(Entries from a point annotation set)

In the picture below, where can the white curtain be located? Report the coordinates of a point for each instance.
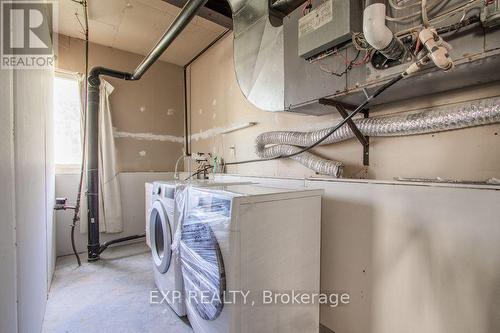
(110, 208)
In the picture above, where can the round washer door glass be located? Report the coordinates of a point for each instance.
(161, 237)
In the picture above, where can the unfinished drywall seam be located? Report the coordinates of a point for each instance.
(202, 135)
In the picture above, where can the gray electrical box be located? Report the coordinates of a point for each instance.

→ **Task to carry out**:
Rewrite the records above, substituting "pixel coordinates" for every "coordinates" and changing nothing else. Leave the pictures out.

→ **Answer in full**:
In the picture below, where can the white curtain be located? Report the pixel coordinates of a point for each instance.
(110, 208)
In the picture above, where can the round washer door glass be located? Report the pixel coordinates of a point for each instance.
(161, 237)
In the picture above, where can the unfinished drywall seam be located? Report the pixel coordinates of a point for each instance.
(202, 135)
In the picture above, where can the gray electrical box be located? Report the pixel coordinates of a point for each instance.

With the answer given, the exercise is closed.